#### Selected excerpt

+ + + +

Normal-Phase HPLC: Nonpolar Compounds Elute First
Normal-phase HPLC flips the setup. The stationary phase is polar (typically bare silica), and the mobile phase is a nonpolar solvent like hexane. Here, polar compounds cling to the polar stationary phase while nonpolar compounds ride the nonpolar mobile phase and exit first.
Waters Corporation demonstrates this with a three-dye experiment: a nonpolar blue dye elutes quickly because it has little attraction to the polar silica and instead partitions into the nonpolar mobile phase. A polar yellow dye, strongly attracted to the stationary phase, is the last to come off the column. The elution order is essentially reversed compared to RP-HPLC, which is exactly why the reversed-phase method got its name.
How LogP Predicts Elution Order
A compound’s LogP value, which measures how much it prefers oil over water, is one of the best predictors of where it will appear in an RP-HPLC chromatogram. A high LogP means the compound is highly nonpolar and will stick to the C18 column longer. A low or negative LogP means it’s polar and will wash through early.
Researchers can even build calibration curves by plotting known LogP values against retention data to predict elution behavior for unknown compounds. The relationship is straightforward: LogP correlates with the log of the retention factor measured at 100% water as the mobile phase. In practical terms, if you know a compound’s LogP, you can make a reasonable guess about when it will elute relative to other compounds in the same run.
How Molecular Structure Shifts Retention
On a C18 column, the size and chemistry of a molecule’s carbon skeleton sets a baseline retention time, and then functional groups push that time earlier or later. Larger, more hydrophobic skeletons elute later. For example, at 70% methanol, benzene (one ring) elutes at about 4 minutes, naphthalene (two fused rings) at 8 minutes, and diphenyl (two linked rings) at 13 minutes. More carbon surface area means more contact with the C18 chains.
Functional groups that add polarity pull elution time earlier. Adding a hydroxyl group (-OH) or an amine (-NH2) to a molecule dramatically increases its polarity, requiring a much weaker (less organic) mobile phase to achieve the same retention. Conversely, adding halogens like chlorine, bromine, or iodine makes a molecule more nonpolar and pushes elution later. A molecule with iodine added needs roughly 15-20% more organic solvent in the mobile phase to elute in the same time window as the unsubstituted parent compound.
How the Mobile Phase Changes Elution
Increasing the proportion of organic solvent (methanol or acetonitrile) in the mobile phase makes it less polar overall, which pulls nonpolar compounds off the stationary phase faster and shortens retention times across the board. This is the basis of gradient elution, where you start with a highly aqueous (polar) mobile phase and gradually increase the organic content. Early in the gradient, polar compounds wash off. As the organic percentage climbs, increasingly nonpolar compounds are released.

+ + + +

#### Exercise tasks
1. Answer these questions from the HPLC excerpt:
(a) In the Waters Corporation three-dye experiment, which dye is the last to come off the column?
(b) At 70% methanol, at about what time does naphthalene elute?
(c) About how much more organic solvent does a molecule with iodine added need to elute in the same time window as its unsubstituted parent compound?
2. Continue the HPLC excerpt on elution order from the end of its last paragraph.

+ + + +

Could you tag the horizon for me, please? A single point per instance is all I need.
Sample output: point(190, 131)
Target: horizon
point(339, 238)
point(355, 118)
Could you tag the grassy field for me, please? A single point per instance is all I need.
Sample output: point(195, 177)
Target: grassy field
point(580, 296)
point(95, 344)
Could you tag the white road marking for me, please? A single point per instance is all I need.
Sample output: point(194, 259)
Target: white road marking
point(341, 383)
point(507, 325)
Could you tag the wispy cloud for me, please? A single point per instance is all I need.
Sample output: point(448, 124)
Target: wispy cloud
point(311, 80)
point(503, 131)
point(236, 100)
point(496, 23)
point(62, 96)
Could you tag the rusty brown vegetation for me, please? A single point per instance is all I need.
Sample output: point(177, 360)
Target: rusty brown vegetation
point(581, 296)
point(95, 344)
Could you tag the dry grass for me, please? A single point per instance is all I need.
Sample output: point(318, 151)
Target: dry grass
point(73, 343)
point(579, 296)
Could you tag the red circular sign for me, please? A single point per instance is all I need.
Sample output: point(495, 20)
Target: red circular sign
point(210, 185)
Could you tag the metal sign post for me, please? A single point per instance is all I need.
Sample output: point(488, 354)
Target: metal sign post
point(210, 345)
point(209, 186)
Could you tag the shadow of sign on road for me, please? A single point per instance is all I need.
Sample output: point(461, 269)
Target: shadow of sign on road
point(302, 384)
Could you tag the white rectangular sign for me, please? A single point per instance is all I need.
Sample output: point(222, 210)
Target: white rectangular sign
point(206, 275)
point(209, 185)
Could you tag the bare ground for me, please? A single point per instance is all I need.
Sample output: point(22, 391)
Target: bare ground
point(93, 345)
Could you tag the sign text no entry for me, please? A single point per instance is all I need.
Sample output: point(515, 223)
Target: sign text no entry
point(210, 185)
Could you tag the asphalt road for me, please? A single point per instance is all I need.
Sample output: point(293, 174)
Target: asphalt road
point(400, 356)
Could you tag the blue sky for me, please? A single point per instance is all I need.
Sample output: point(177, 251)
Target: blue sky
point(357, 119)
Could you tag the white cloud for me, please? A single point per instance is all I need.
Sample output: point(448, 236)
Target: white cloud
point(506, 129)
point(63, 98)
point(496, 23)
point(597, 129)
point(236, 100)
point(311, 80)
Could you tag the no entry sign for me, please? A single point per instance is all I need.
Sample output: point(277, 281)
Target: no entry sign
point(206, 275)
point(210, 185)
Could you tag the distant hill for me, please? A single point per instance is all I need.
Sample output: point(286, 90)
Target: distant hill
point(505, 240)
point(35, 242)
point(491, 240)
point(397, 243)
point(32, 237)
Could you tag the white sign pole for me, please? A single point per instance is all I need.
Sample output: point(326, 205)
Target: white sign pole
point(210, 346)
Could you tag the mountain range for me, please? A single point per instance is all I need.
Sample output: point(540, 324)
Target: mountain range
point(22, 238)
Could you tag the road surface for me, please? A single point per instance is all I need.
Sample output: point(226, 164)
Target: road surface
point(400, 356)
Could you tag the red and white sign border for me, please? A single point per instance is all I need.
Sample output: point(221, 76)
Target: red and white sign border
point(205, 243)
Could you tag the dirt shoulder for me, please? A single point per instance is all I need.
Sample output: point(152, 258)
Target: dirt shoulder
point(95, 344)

+ + + +

#### Results of the tasks
1.
(a) The polar yellow dye.
(b) About 8 minutes.
(c) Roughly 15-20% more.

2.
Even the choice of organic solvent matters. In normal-phase work, swapping one alcohol modifier for another can meaningfully change both retention and the spacing between peaks. Ethanol and isopropanol, for instance, have noticeably different polarity indexes (0.654 vs. 0.546), and this difference is enough to alter both how long compounds are retained and the order in which closely related molecules separate. The nonpolar component of the mobile phase, by contrast, tends to have a negligible effect on retention.
What Elutes Before Everything Else
Before any actual analyte appears, the first thing to pass through an HPLC column is whatever is completely unretained by the stationary phase. This arrives at the detector at what’s called the dead time (t0), and it represents the time it takes for liquid to simply flow through the column’s empty space (the void volume). In reversed-phase systems, a small polar compound like acetone is often injected specifically to measure this dead time. Anything that has zero interaction with the stationary phase will elute at t0, and this value is the baseline against which all retention times are compared.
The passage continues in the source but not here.